> **WHAT IS BEING ASKED**
Please return all of the material exactly, with no line missing.

> **RAW DATA**
===

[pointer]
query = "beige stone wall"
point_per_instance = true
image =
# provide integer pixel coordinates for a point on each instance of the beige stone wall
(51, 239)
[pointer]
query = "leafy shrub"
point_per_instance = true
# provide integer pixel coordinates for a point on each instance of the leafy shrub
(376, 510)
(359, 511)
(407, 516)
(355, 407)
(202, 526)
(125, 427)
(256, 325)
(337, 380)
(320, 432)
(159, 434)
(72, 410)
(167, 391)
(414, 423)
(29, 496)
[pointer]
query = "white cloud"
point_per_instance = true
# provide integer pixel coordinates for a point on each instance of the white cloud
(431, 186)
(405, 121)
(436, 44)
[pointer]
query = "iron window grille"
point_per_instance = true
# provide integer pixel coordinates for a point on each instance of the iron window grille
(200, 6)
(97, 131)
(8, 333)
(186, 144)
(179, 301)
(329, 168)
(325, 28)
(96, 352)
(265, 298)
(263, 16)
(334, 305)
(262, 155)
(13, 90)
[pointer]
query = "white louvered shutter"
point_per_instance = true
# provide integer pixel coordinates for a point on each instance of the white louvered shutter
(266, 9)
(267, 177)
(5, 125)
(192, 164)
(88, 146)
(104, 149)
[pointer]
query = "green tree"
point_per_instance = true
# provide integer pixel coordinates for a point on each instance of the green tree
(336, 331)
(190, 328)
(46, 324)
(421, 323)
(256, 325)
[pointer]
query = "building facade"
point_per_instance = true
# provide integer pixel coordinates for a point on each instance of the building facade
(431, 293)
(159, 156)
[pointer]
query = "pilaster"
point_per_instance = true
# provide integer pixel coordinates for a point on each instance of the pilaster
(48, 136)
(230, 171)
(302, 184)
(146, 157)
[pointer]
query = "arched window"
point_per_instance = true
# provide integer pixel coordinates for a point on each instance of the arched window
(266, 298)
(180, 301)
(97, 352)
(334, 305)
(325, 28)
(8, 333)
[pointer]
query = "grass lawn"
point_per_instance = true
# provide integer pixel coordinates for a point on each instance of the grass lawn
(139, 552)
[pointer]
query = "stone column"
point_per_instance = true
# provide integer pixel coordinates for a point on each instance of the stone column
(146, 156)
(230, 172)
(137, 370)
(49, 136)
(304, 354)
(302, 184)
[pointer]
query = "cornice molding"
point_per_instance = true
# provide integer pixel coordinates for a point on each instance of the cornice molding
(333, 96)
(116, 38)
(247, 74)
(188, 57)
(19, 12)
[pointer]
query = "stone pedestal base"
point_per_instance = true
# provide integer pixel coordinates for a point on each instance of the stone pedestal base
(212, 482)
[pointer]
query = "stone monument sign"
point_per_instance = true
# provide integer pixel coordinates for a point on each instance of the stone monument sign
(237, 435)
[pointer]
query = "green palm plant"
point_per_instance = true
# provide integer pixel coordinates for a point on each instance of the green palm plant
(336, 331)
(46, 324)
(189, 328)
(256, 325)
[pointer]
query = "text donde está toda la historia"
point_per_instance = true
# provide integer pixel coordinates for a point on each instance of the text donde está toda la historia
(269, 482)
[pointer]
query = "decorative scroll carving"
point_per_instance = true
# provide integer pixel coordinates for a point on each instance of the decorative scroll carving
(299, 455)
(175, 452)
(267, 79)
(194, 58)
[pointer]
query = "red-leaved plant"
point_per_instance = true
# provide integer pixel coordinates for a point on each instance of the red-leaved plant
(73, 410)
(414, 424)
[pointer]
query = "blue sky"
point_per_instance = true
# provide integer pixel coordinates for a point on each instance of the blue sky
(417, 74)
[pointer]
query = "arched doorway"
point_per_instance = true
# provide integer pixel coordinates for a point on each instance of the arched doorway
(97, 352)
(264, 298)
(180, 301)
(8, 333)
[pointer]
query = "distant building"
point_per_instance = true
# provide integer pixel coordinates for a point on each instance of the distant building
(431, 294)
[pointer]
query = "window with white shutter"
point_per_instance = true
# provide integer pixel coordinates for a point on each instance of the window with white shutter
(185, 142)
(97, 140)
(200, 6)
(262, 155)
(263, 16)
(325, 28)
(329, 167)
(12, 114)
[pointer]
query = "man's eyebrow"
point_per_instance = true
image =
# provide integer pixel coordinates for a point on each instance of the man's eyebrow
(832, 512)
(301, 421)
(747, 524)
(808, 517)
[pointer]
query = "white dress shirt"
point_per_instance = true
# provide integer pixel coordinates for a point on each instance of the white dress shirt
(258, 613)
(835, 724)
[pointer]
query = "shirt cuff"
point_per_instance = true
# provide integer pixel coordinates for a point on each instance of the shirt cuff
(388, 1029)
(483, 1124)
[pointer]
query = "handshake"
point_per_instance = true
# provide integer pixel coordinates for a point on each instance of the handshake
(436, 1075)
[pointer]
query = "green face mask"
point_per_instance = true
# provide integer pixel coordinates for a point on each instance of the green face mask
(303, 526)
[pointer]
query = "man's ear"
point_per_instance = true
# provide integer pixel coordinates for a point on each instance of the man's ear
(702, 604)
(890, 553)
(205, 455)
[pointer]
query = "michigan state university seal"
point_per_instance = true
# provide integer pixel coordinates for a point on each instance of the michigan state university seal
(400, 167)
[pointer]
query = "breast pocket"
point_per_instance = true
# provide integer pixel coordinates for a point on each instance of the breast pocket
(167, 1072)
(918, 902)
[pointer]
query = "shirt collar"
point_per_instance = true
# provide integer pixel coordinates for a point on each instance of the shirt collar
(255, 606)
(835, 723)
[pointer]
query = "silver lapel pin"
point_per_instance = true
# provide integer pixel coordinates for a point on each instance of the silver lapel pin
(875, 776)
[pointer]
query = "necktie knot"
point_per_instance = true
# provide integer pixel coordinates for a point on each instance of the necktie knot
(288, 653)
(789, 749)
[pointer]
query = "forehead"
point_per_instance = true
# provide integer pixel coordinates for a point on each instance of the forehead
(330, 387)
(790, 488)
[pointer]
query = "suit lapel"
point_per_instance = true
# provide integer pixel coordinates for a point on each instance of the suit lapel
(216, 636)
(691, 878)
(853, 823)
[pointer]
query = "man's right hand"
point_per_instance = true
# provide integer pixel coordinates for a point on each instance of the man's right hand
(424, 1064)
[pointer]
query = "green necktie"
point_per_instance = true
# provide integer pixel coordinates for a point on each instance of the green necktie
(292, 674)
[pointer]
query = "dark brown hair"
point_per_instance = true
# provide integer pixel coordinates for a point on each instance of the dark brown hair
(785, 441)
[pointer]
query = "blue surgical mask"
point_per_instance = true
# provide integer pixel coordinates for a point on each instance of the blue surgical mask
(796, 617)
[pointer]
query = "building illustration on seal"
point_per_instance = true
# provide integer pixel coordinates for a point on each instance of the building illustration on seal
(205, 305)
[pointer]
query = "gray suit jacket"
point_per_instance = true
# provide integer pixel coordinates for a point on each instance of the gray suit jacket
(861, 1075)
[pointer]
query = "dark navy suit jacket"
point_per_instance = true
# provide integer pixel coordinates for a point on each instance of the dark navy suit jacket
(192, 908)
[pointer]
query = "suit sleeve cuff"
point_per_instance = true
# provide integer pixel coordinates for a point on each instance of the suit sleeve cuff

===

> **EXERCISE SOLUTION**
[pointer]
query = "beige stone wall"
point_per_instance = true
image =
# provide integer pixel coordinates for a point on each instance of the beige stone wall
(51, 239)
[pointer]
query = "leafy shrub"
point_per_instance = true
# provide integer pixel coordinates for a point on each instance of the leafy shrub
(376, 510)
(359, 511)
(407, 516)
(355, 407)
(202, 526)
(125, 427)
(256, 325)
(337, 380)
(320, 432)
(159, 434)
(72, 410)
(167, 391)
(414, 423)
(29, 496)
[pointer]
query = "white cloud"
point_per_instance = true
# provide integer pixel coordinates for a point on each instance of the white cloud
(431, 186)
(405, 121)
(436, 44)
[pointer]
query = "iron window grille"
point_per_instance = true
# provide integer pixel coordinates for a point on each instance of the iron window grille
(200, 6)
(97, 131)
(8, 333)
(186, 144)
(179, 301)
(329, 168)
(325, 28)
(96, 352)
(265, 298)
(263, 16)
(334, 305)
(262, 155)
(13, 90)
[pointer]
query = "white louvered shutter"
point_per_instance = true
# provide integer pixel coordinates for a point on each instance of the white louvered shutter
(266, 9)
(267, 177)
(5, 125)
(192, 164)
(88, 146)
(104, 149)
[pointer]
query = "green tree"
point_per_instance = true
# provide integer pixel coordinates for a point on each instance of the green tree
(336, 331)
(190, 328)
(46, 324)
(421, 323)
(256, 325)
[pointer]
query = "building facade"
point_per_instance = true
# provide integer pixel coordinates for a point on each instance of the building facade
(431, 293)
(159, 156)
[pointer]
query = "pilaster"
point_per_instance = true
# provide integer pixel coordinates for a point on each instance of the pilaster
(48, 136)
(230, 171)
(302, 184)
(146, 157)
[pointer]
query = "arched window"
point_per_instance = true
# provide integer pixel coordinates for a point on each instance of the arched window
(266, 298)
(180, 301)
(97, 352)
(334, 305)
(325, 28)
(8, 333)
[pointer]
query = "grass lawn"
point_per_instance = true
# provide integer pixel coordinates for a point on each instance of the grass lawn
(139, 552)
[pointer]
query = "stone column"
point_per_instance = true
# provide integer pixel coordinates for a point on each instance of the stone column
(146, 156)
(230, 172)
(137, 370)
(49, 136)
(304, 354)
(302, 184)
[pointer]
query = "cornice molding"
point_per_instance = true
# provide integer pixel coordinates for a point on each instance of the cornice molding
(333, 96)
(116, 38)
(247, 74)
(188, 57)
(19, 12)
[pointer]
query = "stone pedestal base"
point_per_instance = true
# provide integer pixel coordinates for a point on each instance of the stone pedestal base
(212, 482)
[pointer]
query = "stone monument sign"
point_per_instance = true
# provide integer pixel coordinates for a point on each instance of the stone monument sign
(237, 435)
[pointer]
query = "green palm plant"
point_per_instance = true
# provide integer pixel coordinates for a point on each instance of the green palm plant
(336, 331)
(46, 324)
(189, 328)
(256, 325)
[pointer]
query = "text donde está toda la historia"
point_per_instance = true
# provide integer pixel coordinates for a point on each instance of the text donde está toda la historia
(269, 482)
[pointer]
query = "decorative scroll carving"
point_per_instance = true
# provide integer pixel coordinates for a point on each instance of the decorative scroll carving
(299, 455)
(175, 452)
(267, 79)
(194, 58)
[pointer]
query = "red-leaved plant"
point_per_instance = true
# provide integer pixel coordinates for a point on each instance of the red-leaved plant
(73, 410)
(414, 424)
[pointer]
query = "blue sky"
point_per_instance = true
# provide integer pixel coordinates for a point on each instance of the blue sky
(417, 74)
[pointer]
query = "arched doorway"
point_per_instance = true
# provide integer pixel coordinates for a point on each instance of the arched doorway
(97, 352)
(264, 298)
(180, 301)
(8, 333)
[pointer]
query = "distant building"
point_per_instance = true
# provide integer pixel coordinates for a point on each instance of the distant building
(431, 294)
[pointer]
query = "window with white shutter"
point_per_instance = true
# provide integer pixel coordinates for a point on each instance of the window with white shutter
(185, 142)
(97, 140)
(200, 6)
(262, 155)
(263, 16)
(325, 28)
(329, 167)
(12, 114)
[pointer]
query = "man's eyebrow"
point_per_instance = true
image =
# provide integer pixel coordinates for a point on each instance of the man's eyebrow
(832, 512)
(301, 421)
(747, 524)
(808, 517)
[pointer]
query = "white dress shirt"
point_per_instance = true
# provide integer pixel coordinates for a point on each instance of the white dress shirt
(258, 613)
(835, 724)
[pointer]
query = "shirt cuff"
point_per_instance = true
# provide integer pixel coordinates for a point on each instance of the shirt cuff
(388, 1029)
(483, 1124)
[pointer]
query = "handshake"
point_per_instance = true
# provide integer pixel coordinates for a point on each instance of the handshake
(436, 1075)
[pointer]
query = "green face mask"
point_per_instance = true
# provide integer pixel coordinates for a point on each instance of the green face mask
(303, 526)
[pointer]
query = "man's ear"
point_per_instance = true
# provide integer pixel coordinates for a point on each instance of the man's ear
(702, 604)
(890, 553)
(205, 455)
[pointer]
query = "michigan state university seal"
point_per_instance = true
# provide integer pixel coordinates for a point on each instance of the michigan state university seal
(400, 167)
[pointer]
query = "breast pocket"
point_per_instance = true
# provide integer pixel coordinates for a point on each instance of the breast pocket
(167, 1072)
(918, 902)
[pointer]
query = "shirt collar"
point_per_instance = true
# provide integer pixel coordinates for a point on each instance of the shirt collar
(255, 606)
(835, 723)
[pointer]
query = "silver lapel pin"
point_per_instance = true
# provide integer pixel coordinates for a point on each instance of the silver lapel pin
(875, 776)
[pointer]
query = "necktie knot"
point_per_instance = true
# provide integer pixel coordinates for a point on each instance of the necktie knot
(288, 653)
(789, 749)
[pointer]
query = "forehead"
point_per_instance = true
# provide integer pixel coordinates for a point on each instance of the forehead
(330, 387)
(790, 488)
[pointer]
query = "suit lapel"
point_per_instance = true
# provide integer pixel coordinates for a point on each instance of the suit lapel
(216, 636)
(691, 878)
(853, 823)
[pointer]
query = "man's right hand"
point_per_instance = true
# provide integer pixel coordinates for a point on each instance of the man's right hand
(424, 1064)
[pointer]
query = "green necktie"
point_per_instance = true
# provide integer pixel coordinates for a point on each instance of the green necktie
(292, 674)
[pointer]
query = "dark brown hair"
point_per_instance = true
# provide integer pixel coordinates for a point on each instance of the dark brown hair
(785, 441)
[pointer]
query = "blue surgical mask"
point_per_instance = true
# provide integer pixel coordinates for a point on each instance of the blue surgical mask
(796, 617)
[pointer]
query = "building illustration on seal"
point_per_instance = true
# provide integer pixel coordinates for a point on each instance of the building illustration on seal
(205, 305)
[pointer]
query = "gray suit jacket"
point_per_instance = true
# provide integer pixel coordinates for a point on each instance of the gray suit jacket
(861, 1075)
[pointer]
query = "dark navy suit jacket"
point_per_instance = true
# provide integer pixel coordinates for a point on each instance of the dark navy suit jacket
(192, 908)
[pointer]
query = "suit sleeve cuff"
point_per_instance = true
# provide integer pixel coordinates for a point on each instance of the suit sleeve cuff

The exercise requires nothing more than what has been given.